» **EXERCISE PROMPT**: Write out, please, the line containing "Tag the police" together with all lines after it, up to and including the last one, with no other output.

[start THE INPUT]

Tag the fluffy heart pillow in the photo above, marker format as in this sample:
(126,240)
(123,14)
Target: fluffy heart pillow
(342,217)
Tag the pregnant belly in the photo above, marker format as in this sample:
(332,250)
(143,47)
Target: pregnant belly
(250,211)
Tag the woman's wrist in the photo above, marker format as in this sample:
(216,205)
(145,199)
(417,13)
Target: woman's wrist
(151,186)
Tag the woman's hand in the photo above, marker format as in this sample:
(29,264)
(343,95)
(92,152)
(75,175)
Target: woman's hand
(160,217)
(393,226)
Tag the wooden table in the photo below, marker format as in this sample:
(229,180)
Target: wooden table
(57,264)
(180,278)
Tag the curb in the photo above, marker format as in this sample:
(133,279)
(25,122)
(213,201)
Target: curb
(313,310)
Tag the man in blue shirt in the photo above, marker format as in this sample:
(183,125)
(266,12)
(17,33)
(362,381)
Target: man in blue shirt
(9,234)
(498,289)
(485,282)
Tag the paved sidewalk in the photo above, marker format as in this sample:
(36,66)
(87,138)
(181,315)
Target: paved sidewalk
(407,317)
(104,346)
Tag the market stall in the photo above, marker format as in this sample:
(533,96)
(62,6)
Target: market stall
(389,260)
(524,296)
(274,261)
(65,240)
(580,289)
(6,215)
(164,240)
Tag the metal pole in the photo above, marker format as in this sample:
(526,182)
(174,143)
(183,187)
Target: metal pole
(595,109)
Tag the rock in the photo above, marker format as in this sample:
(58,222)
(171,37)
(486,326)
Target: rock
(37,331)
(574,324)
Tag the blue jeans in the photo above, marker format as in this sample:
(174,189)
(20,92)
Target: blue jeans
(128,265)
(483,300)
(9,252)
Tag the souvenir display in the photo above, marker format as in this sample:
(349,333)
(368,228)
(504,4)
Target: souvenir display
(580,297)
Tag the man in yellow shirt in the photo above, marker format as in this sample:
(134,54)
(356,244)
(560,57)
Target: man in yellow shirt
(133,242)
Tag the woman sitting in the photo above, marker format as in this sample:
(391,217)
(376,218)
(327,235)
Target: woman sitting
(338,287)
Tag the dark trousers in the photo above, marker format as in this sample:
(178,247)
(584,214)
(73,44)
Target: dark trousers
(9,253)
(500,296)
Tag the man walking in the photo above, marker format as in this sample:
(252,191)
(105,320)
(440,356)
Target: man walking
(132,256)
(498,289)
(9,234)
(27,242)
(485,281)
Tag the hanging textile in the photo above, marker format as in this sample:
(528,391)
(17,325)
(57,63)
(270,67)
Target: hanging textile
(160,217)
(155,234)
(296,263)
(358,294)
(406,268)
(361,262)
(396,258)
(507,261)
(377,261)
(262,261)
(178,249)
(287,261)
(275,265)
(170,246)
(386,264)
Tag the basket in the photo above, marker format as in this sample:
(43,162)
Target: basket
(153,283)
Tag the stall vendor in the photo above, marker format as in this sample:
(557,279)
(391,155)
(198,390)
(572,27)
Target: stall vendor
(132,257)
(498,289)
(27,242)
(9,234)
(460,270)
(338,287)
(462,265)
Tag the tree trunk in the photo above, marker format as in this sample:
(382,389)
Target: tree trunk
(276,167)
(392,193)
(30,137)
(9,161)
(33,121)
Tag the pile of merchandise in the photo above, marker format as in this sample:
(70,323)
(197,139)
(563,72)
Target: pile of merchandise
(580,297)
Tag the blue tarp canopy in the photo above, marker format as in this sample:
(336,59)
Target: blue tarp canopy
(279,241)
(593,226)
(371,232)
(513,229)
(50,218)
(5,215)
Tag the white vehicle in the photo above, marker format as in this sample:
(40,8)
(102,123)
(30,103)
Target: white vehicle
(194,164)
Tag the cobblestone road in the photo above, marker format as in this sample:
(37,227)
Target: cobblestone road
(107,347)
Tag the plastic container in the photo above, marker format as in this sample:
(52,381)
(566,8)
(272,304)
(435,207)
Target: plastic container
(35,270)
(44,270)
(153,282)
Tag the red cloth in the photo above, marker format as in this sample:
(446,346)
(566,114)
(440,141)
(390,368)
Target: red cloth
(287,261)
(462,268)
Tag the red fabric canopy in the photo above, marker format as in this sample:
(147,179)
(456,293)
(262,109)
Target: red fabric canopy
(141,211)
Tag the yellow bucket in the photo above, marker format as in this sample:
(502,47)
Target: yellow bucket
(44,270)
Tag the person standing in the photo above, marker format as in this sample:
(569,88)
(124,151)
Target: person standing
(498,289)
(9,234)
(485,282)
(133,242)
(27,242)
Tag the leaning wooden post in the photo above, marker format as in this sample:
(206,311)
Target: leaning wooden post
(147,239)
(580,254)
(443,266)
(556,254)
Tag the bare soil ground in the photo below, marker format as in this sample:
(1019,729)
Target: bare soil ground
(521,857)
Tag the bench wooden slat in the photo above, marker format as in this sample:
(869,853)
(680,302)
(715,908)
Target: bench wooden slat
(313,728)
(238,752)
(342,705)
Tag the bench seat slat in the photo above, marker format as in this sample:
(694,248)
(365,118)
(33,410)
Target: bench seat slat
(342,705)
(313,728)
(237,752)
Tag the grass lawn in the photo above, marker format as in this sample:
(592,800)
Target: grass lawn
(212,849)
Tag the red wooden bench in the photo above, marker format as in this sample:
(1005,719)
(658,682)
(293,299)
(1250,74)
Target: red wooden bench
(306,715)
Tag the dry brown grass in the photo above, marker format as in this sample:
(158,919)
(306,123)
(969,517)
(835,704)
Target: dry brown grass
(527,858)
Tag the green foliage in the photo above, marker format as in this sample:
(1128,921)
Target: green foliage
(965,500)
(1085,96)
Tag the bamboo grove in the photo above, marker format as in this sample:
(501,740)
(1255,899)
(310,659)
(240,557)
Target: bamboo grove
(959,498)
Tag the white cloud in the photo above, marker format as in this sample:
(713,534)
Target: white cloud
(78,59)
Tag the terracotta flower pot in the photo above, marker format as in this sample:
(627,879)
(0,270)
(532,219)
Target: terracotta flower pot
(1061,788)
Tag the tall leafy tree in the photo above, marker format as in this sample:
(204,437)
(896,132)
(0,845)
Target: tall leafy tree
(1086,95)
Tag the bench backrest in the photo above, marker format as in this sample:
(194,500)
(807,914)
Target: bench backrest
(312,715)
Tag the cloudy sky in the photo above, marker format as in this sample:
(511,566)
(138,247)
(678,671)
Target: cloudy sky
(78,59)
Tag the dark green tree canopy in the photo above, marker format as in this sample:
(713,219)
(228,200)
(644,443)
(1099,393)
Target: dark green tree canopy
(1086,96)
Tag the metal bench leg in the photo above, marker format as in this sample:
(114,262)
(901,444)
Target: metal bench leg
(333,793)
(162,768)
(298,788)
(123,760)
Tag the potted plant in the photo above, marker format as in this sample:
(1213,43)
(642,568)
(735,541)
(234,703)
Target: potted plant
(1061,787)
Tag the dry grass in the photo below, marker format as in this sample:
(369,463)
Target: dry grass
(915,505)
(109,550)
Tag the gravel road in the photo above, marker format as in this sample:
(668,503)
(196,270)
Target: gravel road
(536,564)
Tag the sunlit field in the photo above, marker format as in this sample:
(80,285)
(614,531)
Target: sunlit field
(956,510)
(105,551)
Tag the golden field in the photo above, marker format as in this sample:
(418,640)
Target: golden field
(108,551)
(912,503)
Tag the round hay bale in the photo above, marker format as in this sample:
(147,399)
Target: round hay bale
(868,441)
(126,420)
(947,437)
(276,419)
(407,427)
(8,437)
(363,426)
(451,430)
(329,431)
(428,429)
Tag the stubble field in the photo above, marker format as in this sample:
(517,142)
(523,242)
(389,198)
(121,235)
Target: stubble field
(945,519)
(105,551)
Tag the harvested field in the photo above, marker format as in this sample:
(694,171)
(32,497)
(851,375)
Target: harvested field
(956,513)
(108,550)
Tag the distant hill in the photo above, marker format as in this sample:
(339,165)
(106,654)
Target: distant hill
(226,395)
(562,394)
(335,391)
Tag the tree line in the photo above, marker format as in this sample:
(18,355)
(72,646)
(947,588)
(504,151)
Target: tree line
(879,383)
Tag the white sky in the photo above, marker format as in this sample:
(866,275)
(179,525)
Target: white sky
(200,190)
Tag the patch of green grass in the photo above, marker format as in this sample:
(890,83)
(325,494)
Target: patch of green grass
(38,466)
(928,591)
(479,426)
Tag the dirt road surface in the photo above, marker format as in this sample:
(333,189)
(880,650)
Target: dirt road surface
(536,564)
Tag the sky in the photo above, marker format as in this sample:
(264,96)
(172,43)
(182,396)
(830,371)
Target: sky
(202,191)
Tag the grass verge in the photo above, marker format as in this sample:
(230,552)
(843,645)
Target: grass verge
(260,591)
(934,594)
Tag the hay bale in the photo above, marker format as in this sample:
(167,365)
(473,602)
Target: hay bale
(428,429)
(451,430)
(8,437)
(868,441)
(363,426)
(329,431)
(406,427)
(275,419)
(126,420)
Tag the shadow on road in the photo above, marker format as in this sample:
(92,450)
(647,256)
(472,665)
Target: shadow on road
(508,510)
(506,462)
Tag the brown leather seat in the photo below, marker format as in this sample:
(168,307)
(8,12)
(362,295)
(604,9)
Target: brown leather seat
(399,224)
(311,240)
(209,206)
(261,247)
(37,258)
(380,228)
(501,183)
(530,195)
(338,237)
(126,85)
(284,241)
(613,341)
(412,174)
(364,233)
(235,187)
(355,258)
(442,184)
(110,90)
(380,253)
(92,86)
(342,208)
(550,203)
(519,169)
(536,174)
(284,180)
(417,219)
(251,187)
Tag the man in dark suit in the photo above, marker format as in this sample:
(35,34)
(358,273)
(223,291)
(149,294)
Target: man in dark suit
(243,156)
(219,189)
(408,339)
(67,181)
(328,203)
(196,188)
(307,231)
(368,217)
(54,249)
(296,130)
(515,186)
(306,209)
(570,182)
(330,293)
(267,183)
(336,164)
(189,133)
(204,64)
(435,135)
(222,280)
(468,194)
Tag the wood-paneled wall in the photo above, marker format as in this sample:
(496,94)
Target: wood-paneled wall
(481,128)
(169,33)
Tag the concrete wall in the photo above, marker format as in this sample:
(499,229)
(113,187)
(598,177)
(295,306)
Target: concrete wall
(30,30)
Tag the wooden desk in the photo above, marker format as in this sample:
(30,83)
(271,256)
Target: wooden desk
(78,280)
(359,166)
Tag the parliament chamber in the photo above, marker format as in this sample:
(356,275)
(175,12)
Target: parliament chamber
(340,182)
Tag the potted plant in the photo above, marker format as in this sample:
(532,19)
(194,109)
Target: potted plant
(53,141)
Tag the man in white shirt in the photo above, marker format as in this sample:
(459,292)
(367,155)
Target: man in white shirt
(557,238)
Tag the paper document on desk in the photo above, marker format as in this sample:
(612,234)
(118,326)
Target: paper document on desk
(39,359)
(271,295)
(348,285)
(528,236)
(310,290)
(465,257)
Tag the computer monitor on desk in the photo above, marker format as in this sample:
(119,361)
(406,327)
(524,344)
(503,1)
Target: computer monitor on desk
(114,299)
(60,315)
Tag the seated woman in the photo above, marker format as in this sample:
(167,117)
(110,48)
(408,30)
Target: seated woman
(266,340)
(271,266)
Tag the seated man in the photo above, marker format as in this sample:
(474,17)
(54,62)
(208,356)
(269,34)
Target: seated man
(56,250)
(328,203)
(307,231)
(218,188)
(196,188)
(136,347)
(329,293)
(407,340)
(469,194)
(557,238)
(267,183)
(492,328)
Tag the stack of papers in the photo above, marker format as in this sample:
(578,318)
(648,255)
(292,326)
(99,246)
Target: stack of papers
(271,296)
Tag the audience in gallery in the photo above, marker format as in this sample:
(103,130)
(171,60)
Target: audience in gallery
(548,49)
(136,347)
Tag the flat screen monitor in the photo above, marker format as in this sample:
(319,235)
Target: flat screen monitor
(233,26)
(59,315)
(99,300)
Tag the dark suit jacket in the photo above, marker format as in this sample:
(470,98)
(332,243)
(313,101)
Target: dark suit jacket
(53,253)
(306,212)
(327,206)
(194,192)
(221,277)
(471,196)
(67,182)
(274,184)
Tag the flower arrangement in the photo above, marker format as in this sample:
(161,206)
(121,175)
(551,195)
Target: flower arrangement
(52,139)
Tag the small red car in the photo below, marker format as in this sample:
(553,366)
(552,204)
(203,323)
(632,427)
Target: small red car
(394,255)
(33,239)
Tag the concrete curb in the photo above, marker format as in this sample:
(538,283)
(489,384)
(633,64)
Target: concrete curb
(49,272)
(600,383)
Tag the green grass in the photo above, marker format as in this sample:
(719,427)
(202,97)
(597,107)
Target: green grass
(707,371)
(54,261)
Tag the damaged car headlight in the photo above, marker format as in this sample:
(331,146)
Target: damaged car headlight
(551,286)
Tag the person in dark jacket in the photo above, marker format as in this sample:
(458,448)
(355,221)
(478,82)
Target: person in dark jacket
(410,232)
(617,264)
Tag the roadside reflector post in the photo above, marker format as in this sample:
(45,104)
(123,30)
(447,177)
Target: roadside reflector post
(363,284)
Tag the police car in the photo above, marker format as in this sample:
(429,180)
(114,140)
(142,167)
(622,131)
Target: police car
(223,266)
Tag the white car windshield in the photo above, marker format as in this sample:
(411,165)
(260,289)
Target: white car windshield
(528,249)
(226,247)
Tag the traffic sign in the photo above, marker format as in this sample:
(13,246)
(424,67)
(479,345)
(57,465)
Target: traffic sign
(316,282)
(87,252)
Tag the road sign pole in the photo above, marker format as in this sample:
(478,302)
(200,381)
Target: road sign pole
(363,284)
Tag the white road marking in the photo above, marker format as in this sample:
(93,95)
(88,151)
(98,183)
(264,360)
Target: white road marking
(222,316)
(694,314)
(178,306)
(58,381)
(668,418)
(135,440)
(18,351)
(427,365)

[end THE INPUT]

» **THE REPLY**:
Tag the police car in the photo above, marker format as in this sample:
(429,180)
(114,140)
(142,167)
(622,131)
Target: police car
(223,266)
Tag the white car windshield in the photo above, marker format as in this sample:
(411,165)
(260,289)
Target: white car windshield
(528,249)
(226,247)
Tag the traffic sign in the photo above, marker format as in this sample:
(13,246)
(424,67)
(479,345)
(57,465)
Target: traffic sign
(316,282)
(87,252)
Tag the road sign pole in the photo above, marker format as in this sample:
(478,302)
(200,381)
Target: road sign pole
(363,284)
Tag the white road marking in the photo above, marker format as in this sample:
(93,95)
(88,151)
(98,183)
(264,360)
Target: white road marking
(222,316)
(694,314)
(178,306)
(58,381)
(668,418)
(135,440)
(18,351)
(427,365)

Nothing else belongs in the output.